Data extracts:
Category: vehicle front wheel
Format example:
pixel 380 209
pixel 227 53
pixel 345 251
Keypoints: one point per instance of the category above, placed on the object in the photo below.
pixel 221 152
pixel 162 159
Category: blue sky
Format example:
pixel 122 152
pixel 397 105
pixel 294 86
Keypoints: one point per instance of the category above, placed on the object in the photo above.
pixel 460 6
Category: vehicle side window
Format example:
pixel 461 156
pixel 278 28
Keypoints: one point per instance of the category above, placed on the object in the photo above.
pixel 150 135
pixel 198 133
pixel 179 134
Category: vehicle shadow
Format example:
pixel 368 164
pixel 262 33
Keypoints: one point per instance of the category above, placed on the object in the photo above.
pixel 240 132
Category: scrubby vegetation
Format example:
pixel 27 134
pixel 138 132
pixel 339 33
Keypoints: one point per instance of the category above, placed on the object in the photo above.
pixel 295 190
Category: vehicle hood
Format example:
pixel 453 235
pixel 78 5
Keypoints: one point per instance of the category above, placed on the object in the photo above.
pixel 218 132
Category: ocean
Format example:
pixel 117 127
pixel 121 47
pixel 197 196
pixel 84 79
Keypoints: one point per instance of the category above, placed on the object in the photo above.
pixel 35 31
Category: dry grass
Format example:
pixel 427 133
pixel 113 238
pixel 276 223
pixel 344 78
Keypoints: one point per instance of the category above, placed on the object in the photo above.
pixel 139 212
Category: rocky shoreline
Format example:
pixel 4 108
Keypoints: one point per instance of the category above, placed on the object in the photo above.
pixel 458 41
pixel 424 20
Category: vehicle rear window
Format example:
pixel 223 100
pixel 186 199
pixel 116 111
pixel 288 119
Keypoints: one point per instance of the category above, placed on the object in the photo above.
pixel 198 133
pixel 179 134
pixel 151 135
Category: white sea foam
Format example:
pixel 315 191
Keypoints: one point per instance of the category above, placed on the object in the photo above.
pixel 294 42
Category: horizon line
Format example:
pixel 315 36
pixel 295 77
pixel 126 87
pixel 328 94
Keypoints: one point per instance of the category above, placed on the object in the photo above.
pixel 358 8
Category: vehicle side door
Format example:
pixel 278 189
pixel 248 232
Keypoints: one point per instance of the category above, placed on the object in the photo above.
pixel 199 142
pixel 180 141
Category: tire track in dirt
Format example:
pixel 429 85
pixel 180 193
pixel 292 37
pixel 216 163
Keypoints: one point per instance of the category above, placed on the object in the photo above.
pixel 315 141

What is expected: The goal is a faithful transcription of every entry above.

Solution for this problem:
Category: vehicle front wheel
Format example:
pixel 380 209
pixel 227 53
pixel 345 251
Keypoints: one point per instance of the category above, placed on the object in the photo below.
pixel 221 152
pixel 162 159
Category: blue sky
Format example:
pixel 122 152
pixel 397 105
pixel 294 86
Keypoints: one point per instance of the category above, placed on the object in the photo above.
pixel 460 6
Category: vehicle side window
Format example:
pixel 461 156
pixel 278 28
Keypoints: one point per instance of the category above, placed on the object in the photo above.
pixel 150 135
pixel 198 133
pixel 179 134
Category: vehicle shadow
Format example:
pixel 368 164
pixel 262 33
Keypoints: one point per instance of the category above, placed on the object in the photo above.
pixel 240 132
Category: scrubby vegetation
Format example:
pixel 27 134
pixel 138 132
pixel 339 33
Keypoints: one point per instance of the category above, placed on the object in the photo above.
pixel 295 190
Category: vehicle hood
Format example:
pixel 453 235
pixel 78 5
Keypoints: one point per instance of the category above, placed on the object in the photo above.
pixel 218 132
Category: ocean
Format example:
pixel 117 127
pixel 121 47
pixel 197 196
pixel 84 79
Keypoints: one point per instance of the category above, placed on the object in the photo above.
pixel 35 31
Category: dry grass
Format example:
pixel 427 133
pixel 113 238
pixel 276 223
pixel 344 78
Keypoints: one point per instance of the category above, placed on the object in the photo above.
pixel 139 212
Category: rocky shoreline
Format example:
pixel 4 108
Keypoints: one point per instance of the category above, placed on the object in the photo above.
pixel 458 41
pixel 424 20
Category: vehicle rear window
Format example:
pixel 223 100
pixel 186 199
pixel 116 111
pixel 288 119
Keypoints: one point per instance of the category above, placed on the object in the photo above.
pixel 198 133
pixel 179 134
pixel 151 135
Category: white sea foam
Format example:
pixel 315 191
Keypoints: one point per instance of the category above, placed on the object in the photo above.
pixel 294 42
Category: horizon line
Format example:
pixel 315 36
pixel 295 77
pixel 126 87
pixel 328 94
Keypoints: one point per instance of the category above, placed on the object in the photo above.
pixel 358 8
Category: vehicle side door
Format example:
pixel 278 189
pixel 248 232
Keypoints: one point per instance of the category above, placed on the object in the photo above.
pixel 199 142
pixel 180 141
Category: tire track in dirt
Format example:
pixel 429 85
pixel 180 193
pixel 292 37
pixel 216 163
Keypoints: one point per instance of the category above, placed on the object in the photo above.
pixel 315 141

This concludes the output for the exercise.